• **Extracted text**
Updated: May 21
Since the Investing Opportunity Act was established in 2017 the Opportunity Zones and Opportunity Funds were overlooked by many and well-taken advantage by the wealthy. It took a while for smaller real estate investors to understand the advantages found in the act and the capability to defer capital gains.
What are Opportunity Zones?
Opportunity Zones were created with the purpose to encourage private investments into distressed communities. The reason being that taxpayer dollars wouldn't make enough of an impact in these communities and the government understands the need these communities have for further funding. Taxpayers who invest in these zones can benefit from capital gains tax incentives due to this legislation.
With this law being relatively new to the majority of investors, we are here to share some of the highlights about investing in opportunity zones and the impact they could have on your portfolio.
To start off...
There are opportunities found all over the 50 States in the US and its territories. Some of our favorites, Marion County in Ocala, FL and areas in Kissimmee, FL.
The rules assign up to 25% of low-income neighborhoods that meet income qualifications, however, in a similar manner there are also rules where 5% of non-low income tracts that meet other income and geographic requirements in each area as Opportunity Zones. In areas where there are fewer than 100 census regions, up to 25 of those census areas can be designated as such opportunities. Once an area is designated as an Opportunity Zone they are allowed to retain it for 10 years. Today, there are more than 8,700 opportunity zones designated in the U.S. and its territories, almost 12% of the areas found in the US Census.
The excerpt of the bill established two new Internal Revenue Code (IRC) sections: IRC sections 1400Z-1 and 1400Z-2. IRC section 1400Z-1 rules Opportunity Zones and IRC section 1400Z-2 rules Opportunity Funds.
How does it work?
The designation of Opportunity Zones is designed to help spur the development of identified communities. In exchange for investing in Opportunity Zones, investors can access capital gains tax incentives available exclusively through Opportunity Zones. To access these tax benefits, investors must invest in Opportunity Zones specifically through Opportunity Funds. A qualified Opportunity Fund is a US partnership or corporation that intends to invest at least 90% of its holdings in one or more qualified Opportunity Zones.
As previously mentioned, Opportunity Funds are governed by IRC section 1400Z-2 and Opportunity Funds can self-certify to the IRS. But each Opportunity Fund is responsible for ensuring that they abide by the guidelines of regulations in order to be able to offer tax incentives. Because Opportunity Zones are intended to stimulate positive growth within designated communities, there are restrictions on the types of investments in which an Opportunity Fund can invest. These investments are called “Qualified Opportunity Zone property,” which is defined as any one of the following:
Partnership interests in businesses that operate in a qualified Opportunity Zone.
Stock ownership in businesses that conduct most or all of their operations within a qualified Opportunity Zone.
Property such as real estate located within a qualified Opportunity Zone.

• **Tasks for this exercise**
**1.** For the article on Opportunity Zones, say whether each statement agrees with it: (a) A qualified Opportunity Fund intends to invest at least 90% of its holdings in one or more qualified Opportunity Zones. (b) An area keeps its Opportunity Zone status for 5 years after being designated. (c) Opportunity Funds have to be certified by an outside agency before offering tax incentives. Answer yes or no for each and quote the words from the article that decide it.
**2.** Write the next part of the article on Opportunity Zones, picking up after its list of the kinds of Qualified Opportunity Zone property.
The data that comes after this article is separate material and has nothing to do with it.

Image point annotation data:

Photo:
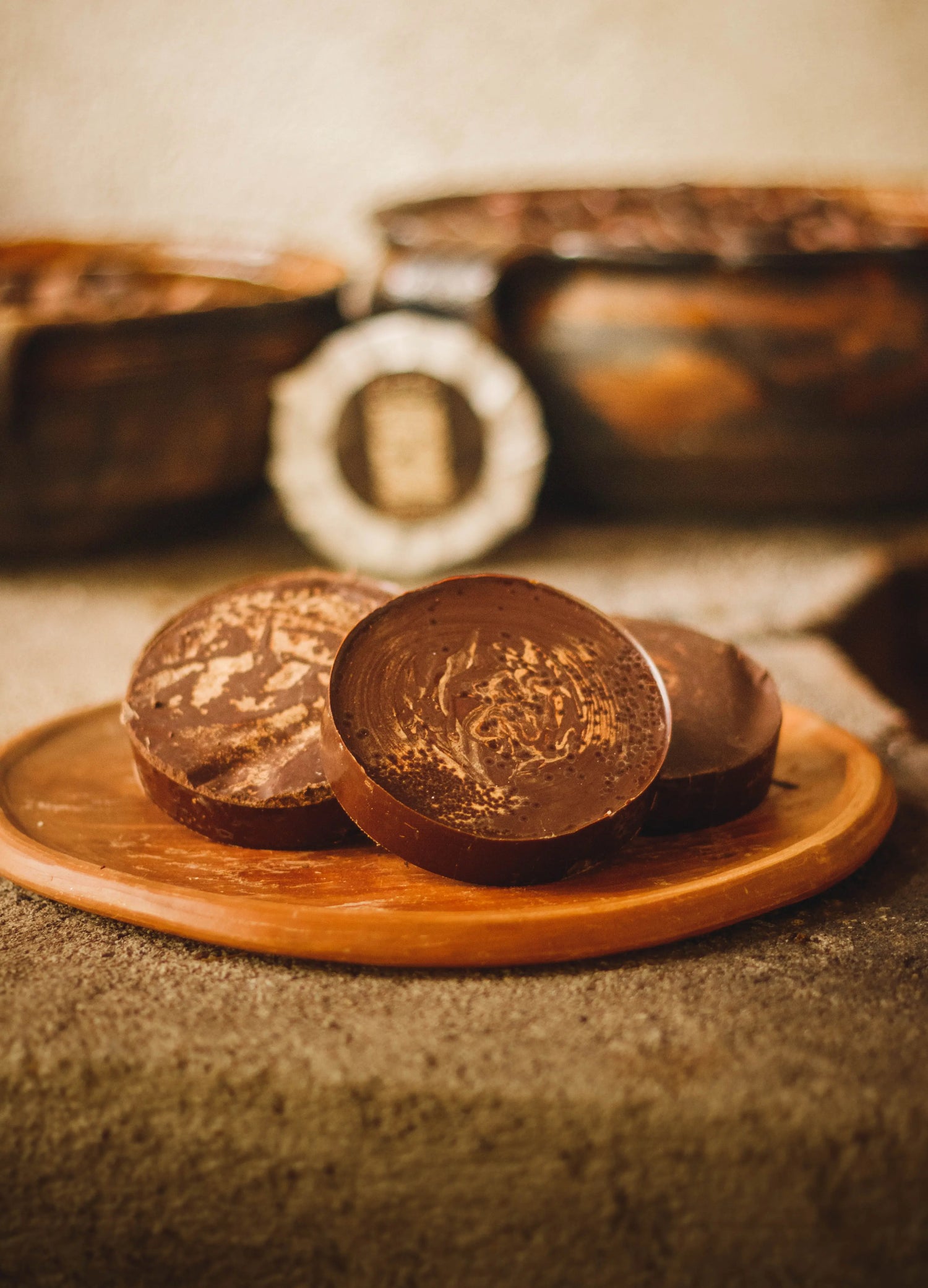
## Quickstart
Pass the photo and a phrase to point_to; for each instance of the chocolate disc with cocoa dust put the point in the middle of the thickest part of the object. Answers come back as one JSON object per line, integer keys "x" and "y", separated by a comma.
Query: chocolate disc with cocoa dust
{"x": 494, "y": 730}
{"x": 726, "y": 727}
{"x": 223, "y": 709}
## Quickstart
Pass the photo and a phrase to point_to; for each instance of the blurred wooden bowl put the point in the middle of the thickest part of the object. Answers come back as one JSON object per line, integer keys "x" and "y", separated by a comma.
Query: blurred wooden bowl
{"x": 735, "y": 349}
{"x": 134, "y": 383}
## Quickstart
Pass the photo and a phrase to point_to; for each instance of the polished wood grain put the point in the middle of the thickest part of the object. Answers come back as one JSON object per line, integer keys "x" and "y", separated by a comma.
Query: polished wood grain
{"x": 75, "y": 826}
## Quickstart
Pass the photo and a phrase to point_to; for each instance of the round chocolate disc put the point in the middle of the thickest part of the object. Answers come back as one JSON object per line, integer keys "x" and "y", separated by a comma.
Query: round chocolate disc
{"x": 494, "y": 730}
{"x": 726, "y": 727}
{"x": 223, "y": 709}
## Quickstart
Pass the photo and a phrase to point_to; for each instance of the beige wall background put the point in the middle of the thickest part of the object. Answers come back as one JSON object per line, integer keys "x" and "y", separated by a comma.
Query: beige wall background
{"x": 286, "y": 121}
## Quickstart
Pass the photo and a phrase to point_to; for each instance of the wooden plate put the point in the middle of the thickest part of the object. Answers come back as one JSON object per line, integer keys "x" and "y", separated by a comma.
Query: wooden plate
{"x": 76, "y": 827}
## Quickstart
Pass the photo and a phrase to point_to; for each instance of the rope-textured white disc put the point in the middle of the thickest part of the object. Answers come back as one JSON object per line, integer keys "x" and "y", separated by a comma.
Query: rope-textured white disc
{"x": 329, "y": 513}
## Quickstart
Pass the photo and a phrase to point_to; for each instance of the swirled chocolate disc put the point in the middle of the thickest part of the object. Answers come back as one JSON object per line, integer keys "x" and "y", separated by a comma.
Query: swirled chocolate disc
{"x": 726, "y": 727}
{"x": 494, "y": 730}
{"x": 223, "y": 709}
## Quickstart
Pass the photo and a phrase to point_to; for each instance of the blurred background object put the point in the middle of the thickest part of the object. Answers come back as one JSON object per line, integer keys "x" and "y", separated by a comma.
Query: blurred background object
{"x": 134, "y": 383}
{"x": 704, "y": 347}
{"x": 406, "y": 445}
{"x": 708, "y": 348}
{"x": 291, "y": 120}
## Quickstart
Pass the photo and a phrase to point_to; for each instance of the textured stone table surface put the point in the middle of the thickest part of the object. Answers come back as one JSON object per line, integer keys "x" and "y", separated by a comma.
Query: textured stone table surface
{"x": 743, "y": 1109}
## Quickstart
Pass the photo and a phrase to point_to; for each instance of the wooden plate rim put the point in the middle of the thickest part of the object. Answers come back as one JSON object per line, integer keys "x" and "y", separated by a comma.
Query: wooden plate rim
{"x": 864, "y": 809}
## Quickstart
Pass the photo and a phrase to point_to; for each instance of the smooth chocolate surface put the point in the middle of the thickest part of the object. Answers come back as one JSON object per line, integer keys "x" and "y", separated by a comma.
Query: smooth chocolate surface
{"x": 494, "y": 730}
{"x": 726, "y": 727}
{"x": 223, "y": 709}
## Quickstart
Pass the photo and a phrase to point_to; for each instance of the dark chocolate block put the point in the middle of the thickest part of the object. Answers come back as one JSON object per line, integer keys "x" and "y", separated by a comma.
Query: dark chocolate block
{"x": 494, "y": 730}
{"x": 223, "y": 709}
{"x": 726, "y": 727}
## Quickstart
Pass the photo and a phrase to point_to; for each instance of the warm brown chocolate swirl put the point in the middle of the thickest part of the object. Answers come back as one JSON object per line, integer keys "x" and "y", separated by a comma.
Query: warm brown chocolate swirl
{"x": 498, "y": 709}
{"x": 223, "y": 707}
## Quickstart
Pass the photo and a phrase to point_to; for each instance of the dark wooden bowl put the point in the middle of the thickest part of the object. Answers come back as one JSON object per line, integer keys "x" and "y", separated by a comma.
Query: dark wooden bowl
{"x": 699, "y": 348}
{"x": 134, "y": 383}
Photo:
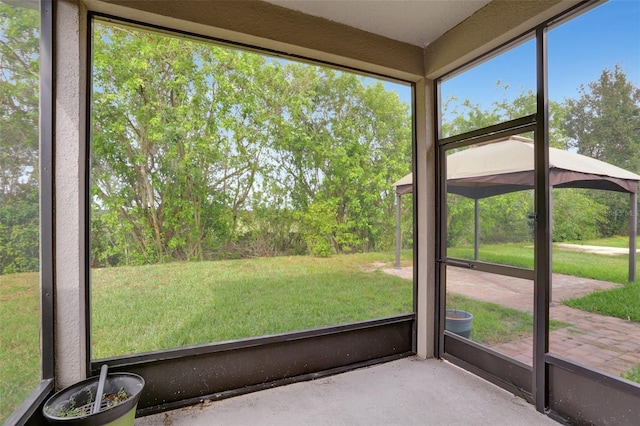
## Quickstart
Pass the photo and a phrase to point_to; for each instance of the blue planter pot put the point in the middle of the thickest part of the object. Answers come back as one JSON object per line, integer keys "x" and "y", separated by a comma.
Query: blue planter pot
{"x": 458, "y": 322}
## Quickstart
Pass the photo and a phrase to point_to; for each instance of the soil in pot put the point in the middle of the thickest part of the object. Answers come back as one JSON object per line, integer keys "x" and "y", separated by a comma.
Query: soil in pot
{"x": 458, "y": 322}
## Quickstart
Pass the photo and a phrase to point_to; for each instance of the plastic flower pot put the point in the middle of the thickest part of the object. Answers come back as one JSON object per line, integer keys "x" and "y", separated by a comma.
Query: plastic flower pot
{"x": 458, "y": 322}
{"x": 74, "y": 405}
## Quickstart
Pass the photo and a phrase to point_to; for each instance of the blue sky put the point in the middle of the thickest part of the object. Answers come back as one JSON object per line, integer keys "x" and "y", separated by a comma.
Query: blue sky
{"x": 579, "y": 50}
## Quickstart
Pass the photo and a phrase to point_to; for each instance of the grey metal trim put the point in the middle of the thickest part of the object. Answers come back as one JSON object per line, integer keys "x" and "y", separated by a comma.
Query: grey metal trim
{"x": 603, "y": 377}
{"x": 416, "y": 197}
{"x": 542, "y": 257}
{"x": 47, "y": 188}
{"x": 507, "y": 128}
{"x": 263, "y": 386}
{"x": 29, "y": 410}
{"x": 633, "y": 235}
{"x": 499, "y": 369}
{"x": 198, "y": 350}
{"x": 229, "y": 370}
{"x": 237, "y": 45}
{"x": 493, "y": 268}
{"x": 583, "y": 396}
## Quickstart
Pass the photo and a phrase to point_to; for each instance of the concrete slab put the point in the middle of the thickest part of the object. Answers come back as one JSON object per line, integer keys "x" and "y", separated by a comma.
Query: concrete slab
{"x": 409, "y": 391}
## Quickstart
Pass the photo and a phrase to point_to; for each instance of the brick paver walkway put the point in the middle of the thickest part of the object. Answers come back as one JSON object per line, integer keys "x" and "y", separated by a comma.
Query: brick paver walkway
{"x": 606, "y": 343}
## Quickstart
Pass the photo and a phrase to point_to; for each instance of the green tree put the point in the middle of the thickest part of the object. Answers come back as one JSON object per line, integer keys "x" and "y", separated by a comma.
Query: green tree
{"x": 19, "y": 93}
{"x": 504, "y": 218}
{"x": 603, "y": 123}
{"x": 201, "y": 152}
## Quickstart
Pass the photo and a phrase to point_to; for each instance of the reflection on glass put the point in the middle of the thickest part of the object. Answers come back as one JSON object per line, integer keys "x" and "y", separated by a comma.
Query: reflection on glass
{"x": 593, "y": 224}
{"x": 489, "y": 206}
{"x": 239, "y": 195}
{"x": 19, "y": 206}
{"x": 493, "y": 310}
{"x": 490, "y": 202}
{"x": 497, "y": 90}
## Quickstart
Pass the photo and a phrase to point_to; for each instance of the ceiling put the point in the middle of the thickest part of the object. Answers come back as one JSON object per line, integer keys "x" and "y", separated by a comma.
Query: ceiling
{"x": 417, "y": 22}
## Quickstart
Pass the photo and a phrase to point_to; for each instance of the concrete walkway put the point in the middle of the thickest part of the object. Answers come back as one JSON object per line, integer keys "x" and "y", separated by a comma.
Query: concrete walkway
{"x": 608, "y": 344}
{"x": 409, "y": 391}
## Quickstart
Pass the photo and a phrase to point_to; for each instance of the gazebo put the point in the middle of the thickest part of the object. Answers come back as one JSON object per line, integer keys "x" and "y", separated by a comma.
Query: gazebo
{"x": 483, "y": 171}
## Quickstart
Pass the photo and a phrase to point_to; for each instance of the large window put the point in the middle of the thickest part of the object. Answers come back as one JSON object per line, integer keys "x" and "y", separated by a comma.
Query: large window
{"x": 235, "y": 194}
{"x": 26, "y": 358}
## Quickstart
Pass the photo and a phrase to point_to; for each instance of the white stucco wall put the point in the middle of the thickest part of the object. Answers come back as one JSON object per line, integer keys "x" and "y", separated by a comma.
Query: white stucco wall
{"x": 70, "y": 154}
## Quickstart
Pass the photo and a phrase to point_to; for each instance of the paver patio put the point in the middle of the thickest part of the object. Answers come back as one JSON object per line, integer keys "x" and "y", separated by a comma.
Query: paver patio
{"x": 606, "y": 343}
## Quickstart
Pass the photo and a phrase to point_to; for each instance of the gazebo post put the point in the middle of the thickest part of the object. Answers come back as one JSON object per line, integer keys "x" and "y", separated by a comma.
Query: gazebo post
{"x": 633, "y": 235}
{"x": 476, "y": 230}
{"x": 398, "y": 230}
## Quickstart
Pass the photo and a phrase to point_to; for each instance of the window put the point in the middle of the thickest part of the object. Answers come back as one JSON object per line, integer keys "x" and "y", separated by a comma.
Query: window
{"x": 25, "y": 208}
{"x": 236, "y": 194}
{"x": 594, "y": 90}
{"x": 499, "y": 89}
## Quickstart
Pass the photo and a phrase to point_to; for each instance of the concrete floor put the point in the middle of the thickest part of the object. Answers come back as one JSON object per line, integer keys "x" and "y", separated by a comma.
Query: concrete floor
{"x": 409, "y": 391}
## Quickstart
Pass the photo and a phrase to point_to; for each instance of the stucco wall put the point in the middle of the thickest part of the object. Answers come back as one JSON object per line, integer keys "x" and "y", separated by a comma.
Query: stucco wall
{"x": 69, "y": 152}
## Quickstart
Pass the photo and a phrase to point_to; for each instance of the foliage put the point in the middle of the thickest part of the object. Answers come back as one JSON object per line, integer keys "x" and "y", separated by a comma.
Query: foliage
{"x": 576, "y": 215}
{"x": 196, "y": 148}
{"x": 603, "y": 124}
{"x": 19, "y": 83}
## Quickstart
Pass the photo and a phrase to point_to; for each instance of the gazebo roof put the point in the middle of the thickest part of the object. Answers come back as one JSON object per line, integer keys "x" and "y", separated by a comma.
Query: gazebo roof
{"x": 507, "y": 165}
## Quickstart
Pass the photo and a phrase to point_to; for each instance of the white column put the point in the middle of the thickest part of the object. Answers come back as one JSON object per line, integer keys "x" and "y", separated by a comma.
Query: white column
{"x": 398, "y": 229}
{"x": 424, "y": 196}
{"x": 70, "y": 150}
{"x": 633, "y": 236}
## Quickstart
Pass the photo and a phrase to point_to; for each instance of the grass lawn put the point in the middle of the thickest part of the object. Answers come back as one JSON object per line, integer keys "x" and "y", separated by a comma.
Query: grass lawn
{"x": 622, "y": 302}
{"x": 154, "y": 307}
{"x": 19, "y": 339}
{"x": 494, "y": 324}
{"x": 588, "y": 265}
{"x": 146, "y": 308}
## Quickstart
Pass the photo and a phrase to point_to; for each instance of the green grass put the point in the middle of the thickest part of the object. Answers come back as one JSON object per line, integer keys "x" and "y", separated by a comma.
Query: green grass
{"x": 613, "y": 269}
{"x": 145, "y": 308}
{"x": 19, "y": 339}
{"x": 618, "y": 241}
{"x": 494, "y": 324}
{"x": 633, "y": 374}
{"x": 622, "y": 302}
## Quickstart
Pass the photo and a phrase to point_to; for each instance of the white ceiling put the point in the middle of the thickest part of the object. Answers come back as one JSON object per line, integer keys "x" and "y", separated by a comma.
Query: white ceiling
{"x": 417, "y": 22}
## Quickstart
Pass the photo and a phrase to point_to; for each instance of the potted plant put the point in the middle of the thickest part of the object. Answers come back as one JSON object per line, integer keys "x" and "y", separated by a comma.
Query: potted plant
{"x": 108, "y": 399}
{"x": 458, "y": 322}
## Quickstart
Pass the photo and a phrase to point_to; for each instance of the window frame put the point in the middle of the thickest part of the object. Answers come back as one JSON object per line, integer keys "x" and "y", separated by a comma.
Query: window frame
{"x": 30, "y": 406}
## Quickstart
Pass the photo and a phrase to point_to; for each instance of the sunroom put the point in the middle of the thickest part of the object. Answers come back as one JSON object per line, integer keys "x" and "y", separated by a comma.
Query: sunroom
{"x": 200, "y": 193}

• **The responses**
**1.**
(a) Yes: "A qualified Opportunity Fund is a US partnership or corporation that intends to invest at least 90% of its holdings in one or more qualified Opportunity Zones."
(b) No: "Once an area is designated as an Opportunity Zone they are allowed to retain it for 10 years."
(c) No: "Opportunity Funds can self-certify to the IRS."

**2.**
There are rules that govern each of these three investment options, but the rules for businesses are similar to those of the Enterprise Zone Business requirements. For property such as real estate, the rules are somewhat different. The types of real estate investments allowed under regulations are limited to ensure that the communities are improved with each investment.
Essentially, Opportunity Funds can only invest in the construction of new buildings and the substantial improvement of existing unused buildings. If an Opportunity Fund invests in the improvement of an existing building, it must invest more in the improvement of the building than it paid to buy the building. Whether the building is constructed from the ground up or improved, the development of the building must be completed within 30 months of purchase.
Tax Advantages of Investing in Opportunity Zones
Investors who choose to invest in Opportunity Zones are rewarded with capital gains tax incentives immediately and in the long run.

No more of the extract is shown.